▶ **指示 1**
エントリを絞り込み、文字列「traffic」を含む行をすべて書き写してください。大文字と小文字は区別します。

約3年ぶりとなる"特撮"のオリジナルアルバム「ウインカー」が2016年2月3日リリースされた。

特撮のニューアルバム「ウインカー」(初回限定盤)のジャケットイメージ

本作には、大槻ケンヂ原作の映画『ヌイグルマーZ』の劇中歌「シネマタイズ(映画化)」をはじめ、大槻ケンヂとNARASAKIが楽曲提供を行ったTVアニメ『監獄学園』のオープニングテーマ「愛のプリズン」をセルフカバーした"特撮ver."のほか、新曲9曲を含む全12曲が収録される。

そこで今回は、ニューアルバム「ウインカー」の発売にあたり、今年50歳を迎えるボーカルの大槻ケンヂが語った本作の魅力を紹介しよう。

大槻ケンヂが語る"特撮"ニューアルバム「ウインカー」

――今回のアルバム「ウインカー」はどのようなコンセプトで制作されたのでしょうか?

大槻ケンヂ

大槻ケンヂ「コンセプトというのはだいたい後付けの場合が多く、『こんなアルバムを作ろう!』といって作ることはあまりないです。"特撮"はメンバーが複数のバンドをやっていたりしてみんな忙しいので、なかなかアルバムを作る機会がない。それが今回、ちょうど全員のタイミングがあったので、じゃあアルバム作れるねと」

――どのような曲を作ろうといった話し合いなどはあったのですか?

大槻「最初ナッキー(NARASAKI)がバンド感を出したいと言うので、セッション的なことをしてみました。打ち込みで作ってくるというよりも、そうやってみんなであわせて作る、みたいなことが多かったです」

――セッションをとおして曲のイメージを作っていくわけですね

大槻「セッション的なことがメインになりましたが、その前に簡単な打ち込みで作った曲もナッキーが何曲か持って来ていたんですけど、それはラウドなサウンドと言うよりは、ちょっとドライビングミュージックっぽい感じだったので、今回はそういう方向なのかなって思っていました。もちろん作っていくうえで、ラウドな部分、ハードな部分、パンクな部分も加味されていき、最終的にはいわゆるドライビングミュージックとは離れたアルバムになりましたが、本当のプロトタイプな部分では、わりとFM感があった。ただそれは、ちょうどその頃に、僕が10年ぶりに車を購入して、ドライブに行ったりしていたので、そういう風に聴こえたのかもしれません」

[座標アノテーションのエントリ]
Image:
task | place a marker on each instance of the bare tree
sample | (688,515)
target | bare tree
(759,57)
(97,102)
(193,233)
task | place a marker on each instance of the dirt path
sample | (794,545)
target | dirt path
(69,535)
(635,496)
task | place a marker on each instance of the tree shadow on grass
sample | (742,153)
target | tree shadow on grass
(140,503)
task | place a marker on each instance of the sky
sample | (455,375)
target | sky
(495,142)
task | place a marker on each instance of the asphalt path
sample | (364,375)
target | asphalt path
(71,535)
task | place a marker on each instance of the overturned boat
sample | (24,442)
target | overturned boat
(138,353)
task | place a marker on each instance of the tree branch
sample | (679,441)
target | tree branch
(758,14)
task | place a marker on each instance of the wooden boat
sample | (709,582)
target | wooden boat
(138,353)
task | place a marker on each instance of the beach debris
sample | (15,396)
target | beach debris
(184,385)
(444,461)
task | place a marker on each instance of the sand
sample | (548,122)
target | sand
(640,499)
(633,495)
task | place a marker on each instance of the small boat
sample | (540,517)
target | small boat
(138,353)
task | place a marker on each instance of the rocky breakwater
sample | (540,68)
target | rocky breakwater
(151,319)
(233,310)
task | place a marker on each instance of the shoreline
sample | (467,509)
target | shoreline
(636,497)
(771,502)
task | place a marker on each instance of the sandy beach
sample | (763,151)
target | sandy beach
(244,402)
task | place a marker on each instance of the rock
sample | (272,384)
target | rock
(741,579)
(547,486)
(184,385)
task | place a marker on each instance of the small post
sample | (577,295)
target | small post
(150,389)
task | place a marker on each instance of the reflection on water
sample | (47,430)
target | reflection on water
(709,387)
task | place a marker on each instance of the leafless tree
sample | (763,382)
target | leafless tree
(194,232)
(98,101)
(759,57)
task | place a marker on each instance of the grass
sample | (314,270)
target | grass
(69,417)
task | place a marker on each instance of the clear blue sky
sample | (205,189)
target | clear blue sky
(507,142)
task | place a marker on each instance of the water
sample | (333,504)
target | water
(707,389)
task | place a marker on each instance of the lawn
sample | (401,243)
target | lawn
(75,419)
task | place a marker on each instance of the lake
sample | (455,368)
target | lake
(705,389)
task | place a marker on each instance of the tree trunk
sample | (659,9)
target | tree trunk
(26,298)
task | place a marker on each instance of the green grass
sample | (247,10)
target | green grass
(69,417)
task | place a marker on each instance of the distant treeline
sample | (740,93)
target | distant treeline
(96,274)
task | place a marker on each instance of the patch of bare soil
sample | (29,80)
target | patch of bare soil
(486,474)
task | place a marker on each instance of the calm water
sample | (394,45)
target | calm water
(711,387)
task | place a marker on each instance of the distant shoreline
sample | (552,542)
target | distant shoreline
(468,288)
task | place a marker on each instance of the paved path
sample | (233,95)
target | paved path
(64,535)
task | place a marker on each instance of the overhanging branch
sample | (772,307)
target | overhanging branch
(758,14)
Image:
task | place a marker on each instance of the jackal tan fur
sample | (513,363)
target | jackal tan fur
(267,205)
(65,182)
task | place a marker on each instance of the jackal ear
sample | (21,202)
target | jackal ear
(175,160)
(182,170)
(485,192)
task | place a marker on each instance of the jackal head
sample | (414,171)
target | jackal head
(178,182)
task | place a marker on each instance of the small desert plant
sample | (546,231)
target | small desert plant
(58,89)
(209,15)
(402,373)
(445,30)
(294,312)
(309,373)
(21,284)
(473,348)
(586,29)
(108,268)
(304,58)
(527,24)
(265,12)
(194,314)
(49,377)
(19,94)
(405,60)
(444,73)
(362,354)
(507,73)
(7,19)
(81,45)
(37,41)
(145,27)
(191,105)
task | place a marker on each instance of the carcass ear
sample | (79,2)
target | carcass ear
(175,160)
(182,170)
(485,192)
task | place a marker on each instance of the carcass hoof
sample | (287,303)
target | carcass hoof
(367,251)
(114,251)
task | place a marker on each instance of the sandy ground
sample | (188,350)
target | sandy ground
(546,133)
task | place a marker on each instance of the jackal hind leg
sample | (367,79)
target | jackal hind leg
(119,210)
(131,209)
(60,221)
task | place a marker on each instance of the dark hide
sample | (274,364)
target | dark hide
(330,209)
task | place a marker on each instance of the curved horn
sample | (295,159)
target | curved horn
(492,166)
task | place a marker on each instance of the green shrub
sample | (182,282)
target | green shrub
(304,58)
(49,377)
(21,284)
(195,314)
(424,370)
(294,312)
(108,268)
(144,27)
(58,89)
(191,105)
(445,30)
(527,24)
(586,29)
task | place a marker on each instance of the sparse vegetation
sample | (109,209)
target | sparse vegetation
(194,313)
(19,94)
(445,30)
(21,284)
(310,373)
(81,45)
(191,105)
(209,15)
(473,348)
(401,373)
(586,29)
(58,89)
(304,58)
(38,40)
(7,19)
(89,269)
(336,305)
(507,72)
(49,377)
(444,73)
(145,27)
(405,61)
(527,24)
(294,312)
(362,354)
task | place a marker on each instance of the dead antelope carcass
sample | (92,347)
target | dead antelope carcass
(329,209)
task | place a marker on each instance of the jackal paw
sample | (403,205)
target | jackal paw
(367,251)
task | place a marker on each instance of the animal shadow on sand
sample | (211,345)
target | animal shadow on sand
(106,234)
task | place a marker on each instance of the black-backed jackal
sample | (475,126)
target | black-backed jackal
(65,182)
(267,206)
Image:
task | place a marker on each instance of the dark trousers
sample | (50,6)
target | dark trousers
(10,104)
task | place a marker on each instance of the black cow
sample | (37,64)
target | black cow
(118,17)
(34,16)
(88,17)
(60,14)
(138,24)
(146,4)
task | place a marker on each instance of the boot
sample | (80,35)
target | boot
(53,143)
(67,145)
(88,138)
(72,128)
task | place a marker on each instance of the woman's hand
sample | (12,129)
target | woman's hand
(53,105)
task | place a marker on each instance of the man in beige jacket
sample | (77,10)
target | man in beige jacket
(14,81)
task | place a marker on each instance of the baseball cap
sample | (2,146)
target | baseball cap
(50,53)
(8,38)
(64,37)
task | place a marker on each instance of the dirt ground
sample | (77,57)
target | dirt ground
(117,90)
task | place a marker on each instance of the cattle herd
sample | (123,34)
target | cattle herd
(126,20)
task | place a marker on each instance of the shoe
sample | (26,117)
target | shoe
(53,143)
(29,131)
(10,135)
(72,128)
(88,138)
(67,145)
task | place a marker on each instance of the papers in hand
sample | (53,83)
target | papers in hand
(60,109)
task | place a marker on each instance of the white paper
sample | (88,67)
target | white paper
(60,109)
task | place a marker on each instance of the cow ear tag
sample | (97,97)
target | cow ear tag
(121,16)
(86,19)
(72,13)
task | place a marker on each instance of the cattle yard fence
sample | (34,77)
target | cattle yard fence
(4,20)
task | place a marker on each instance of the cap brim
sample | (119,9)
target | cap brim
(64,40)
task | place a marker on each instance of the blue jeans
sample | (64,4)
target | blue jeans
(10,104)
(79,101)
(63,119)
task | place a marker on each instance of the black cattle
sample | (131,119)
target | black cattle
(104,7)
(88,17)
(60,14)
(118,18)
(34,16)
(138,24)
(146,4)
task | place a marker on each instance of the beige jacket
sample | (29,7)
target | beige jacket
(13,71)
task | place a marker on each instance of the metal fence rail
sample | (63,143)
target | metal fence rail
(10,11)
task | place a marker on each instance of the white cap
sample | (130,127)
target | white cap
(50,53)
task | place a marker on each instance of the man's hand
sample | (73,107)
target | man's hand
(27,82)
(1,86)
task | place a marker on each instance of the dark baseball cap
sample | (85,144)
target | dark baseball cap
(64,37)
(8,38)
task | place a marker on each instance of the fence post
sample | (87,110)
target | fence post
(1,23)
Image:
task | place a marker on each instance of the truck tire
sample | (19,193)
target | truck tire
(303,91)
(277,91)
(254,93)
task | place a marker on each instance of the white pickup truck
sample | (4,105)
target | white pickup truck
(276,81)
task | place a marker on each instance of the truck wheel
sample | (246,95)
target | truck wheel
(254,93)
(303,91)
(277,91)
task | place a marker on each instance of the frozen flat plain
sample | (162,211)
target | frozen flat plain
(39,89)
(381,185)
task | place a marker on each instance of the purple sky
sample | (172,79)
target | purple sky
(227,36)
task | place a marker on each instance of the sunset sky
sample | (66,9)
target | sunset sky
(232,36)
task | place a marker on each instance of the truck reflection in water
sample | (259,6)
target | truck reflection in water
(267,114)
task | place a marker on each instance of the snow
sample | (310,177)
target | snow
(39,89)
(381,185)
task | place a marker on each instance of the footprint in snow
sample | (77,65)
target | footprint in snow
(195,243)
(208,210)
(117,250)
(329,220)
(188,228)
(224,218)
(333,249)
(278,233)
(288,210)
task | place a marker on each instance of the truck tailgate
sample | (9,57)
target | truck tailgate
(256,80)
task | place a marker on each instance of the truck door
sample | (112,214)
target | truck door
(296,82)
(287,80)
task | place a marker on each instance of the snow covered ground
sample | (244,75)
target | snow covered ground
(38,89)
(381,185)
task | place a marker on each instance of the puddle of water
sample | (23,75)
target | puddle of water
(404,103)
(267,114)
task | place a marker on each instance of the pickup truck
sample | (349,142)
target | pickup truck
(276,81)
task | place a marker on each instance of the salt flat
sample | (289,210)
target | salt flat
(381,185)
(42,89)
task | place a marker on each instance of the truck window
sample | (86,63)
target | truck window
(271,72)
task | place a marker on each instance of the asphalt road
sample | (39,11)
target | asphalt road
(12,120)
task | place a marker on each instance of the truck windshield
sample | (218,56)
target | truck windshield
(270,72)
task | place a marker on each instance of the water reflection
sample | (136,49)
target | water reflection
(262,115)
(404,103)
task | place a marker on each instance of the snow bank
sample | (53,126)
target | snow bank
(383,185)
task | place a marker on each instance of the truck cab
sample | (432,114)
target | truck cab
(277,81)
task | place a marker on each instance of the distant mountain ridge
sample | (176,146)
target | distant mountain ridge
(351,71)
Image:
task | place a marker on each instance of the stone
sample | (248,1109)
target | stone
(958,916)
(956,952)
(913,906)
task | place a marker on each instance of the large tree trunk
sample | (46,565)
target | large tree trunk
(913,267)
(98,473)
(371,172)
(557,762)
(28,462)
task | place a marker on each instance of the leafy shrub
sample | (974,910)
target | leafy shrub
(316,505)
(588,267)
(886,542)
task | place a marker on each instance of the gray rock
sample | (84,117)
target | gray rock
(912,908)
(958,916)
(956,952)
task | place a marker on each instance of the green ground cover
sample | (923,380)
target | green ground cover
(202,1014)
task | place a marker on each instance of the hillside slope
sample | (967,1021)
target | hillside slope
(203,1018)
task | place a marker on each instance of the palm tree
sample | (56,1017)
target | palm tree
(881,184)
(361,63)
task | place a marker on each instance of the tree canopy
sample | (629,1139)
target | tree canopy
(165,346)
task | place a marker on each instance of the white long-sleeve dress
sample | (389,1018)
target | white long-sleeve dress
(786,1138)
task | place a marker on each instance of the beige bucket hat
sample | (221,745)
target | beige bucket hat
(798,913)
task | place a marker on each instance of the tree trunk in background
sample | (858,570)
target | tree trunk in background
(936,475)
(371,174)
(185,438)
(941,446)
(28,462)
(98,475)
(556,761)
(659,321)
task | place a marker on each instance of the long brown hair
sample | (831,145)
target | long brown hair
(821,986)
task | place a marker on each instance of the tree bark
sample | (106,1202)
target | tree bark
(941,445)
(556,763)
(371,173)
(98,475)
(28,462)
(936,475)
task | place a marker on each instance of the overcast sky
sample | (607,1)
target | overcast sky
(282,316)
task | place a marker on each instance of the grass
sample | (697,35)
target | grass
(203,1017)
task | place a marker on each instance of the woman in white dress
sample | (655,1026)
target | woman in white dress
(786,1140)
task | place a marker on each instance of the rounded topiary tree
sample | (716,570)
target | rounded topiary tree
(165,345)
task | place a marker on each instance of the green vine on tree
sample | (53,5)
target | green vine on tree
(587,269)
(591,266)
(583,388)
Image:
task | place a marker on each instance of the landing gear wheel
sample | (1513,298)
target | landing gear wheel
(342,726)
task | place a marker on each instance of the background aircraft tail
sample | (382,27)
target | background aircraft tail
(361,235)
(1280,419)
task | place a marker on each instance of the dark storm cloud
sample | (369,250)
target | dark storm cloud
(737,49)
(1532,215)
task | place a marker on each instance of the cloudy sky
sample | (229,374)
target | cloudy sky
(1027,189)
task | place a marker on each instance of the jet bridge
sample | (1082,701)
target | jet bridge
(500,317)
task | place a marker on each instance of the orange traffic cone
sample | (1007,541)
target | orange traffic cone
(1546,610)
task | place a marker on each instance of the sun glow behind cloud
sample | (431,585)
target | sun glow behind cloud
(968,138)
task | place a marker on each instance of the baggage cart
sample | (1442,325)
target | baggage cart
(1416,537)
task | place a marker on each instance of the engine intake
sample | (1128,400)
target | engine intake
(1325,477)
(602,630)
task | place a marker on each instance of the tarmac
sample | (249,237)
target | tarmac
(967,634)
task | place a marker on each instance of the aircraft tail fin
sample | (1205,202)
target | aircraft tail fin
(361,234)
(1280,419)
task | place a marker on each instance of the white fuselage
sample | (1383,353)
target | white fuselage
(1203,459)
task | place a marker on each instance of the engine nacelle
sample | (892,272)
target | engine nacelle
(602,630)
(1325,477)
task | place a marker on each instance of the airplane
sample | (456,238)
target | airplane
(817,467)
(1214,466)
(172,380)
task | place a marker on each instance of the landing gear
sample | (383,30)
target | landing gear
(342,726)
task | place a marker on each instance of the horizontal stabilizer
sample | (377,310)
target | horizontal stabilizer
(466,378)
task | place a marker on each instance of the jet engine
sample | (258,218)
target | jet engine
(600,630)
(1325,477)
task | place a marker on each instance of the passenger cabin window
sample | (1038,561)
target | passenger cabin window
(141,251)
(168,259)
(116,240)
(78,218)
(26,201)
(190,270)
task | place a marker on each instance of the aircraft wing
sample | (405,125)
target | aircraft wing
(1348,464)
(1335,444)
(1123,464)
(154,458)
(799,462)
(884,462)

▶ **指示 2**
特撮のアルバムに関する記事について、次の(a)〜(c)が記事と一致するかを「はい」か「いいえ」で判定し、それぞれ決め手となる記事中の語句を原文のまま引用してください。
(a) アルバム「ウインカー」には全12曲が収録されている。
(b) 大槻ケンヂは、先にアルバムのコンセプトを決めてから制作に入ったと述べている。
(c) 大槻ケンヂは、10年ぶりに車を購入したと語っている。

▶ **最終回答 1**
task | place a marker on each instance of the orange traffic cone
target | orange traffic cone

▶ **最終回答 2**
(a) はい。「新曲9曲を含む全12曲が収録される」
(b) いいえ。「コンセプトというのはだいたい後付けの場合が多く」
(c) はい。「僕が10年ぶりに車を購入して」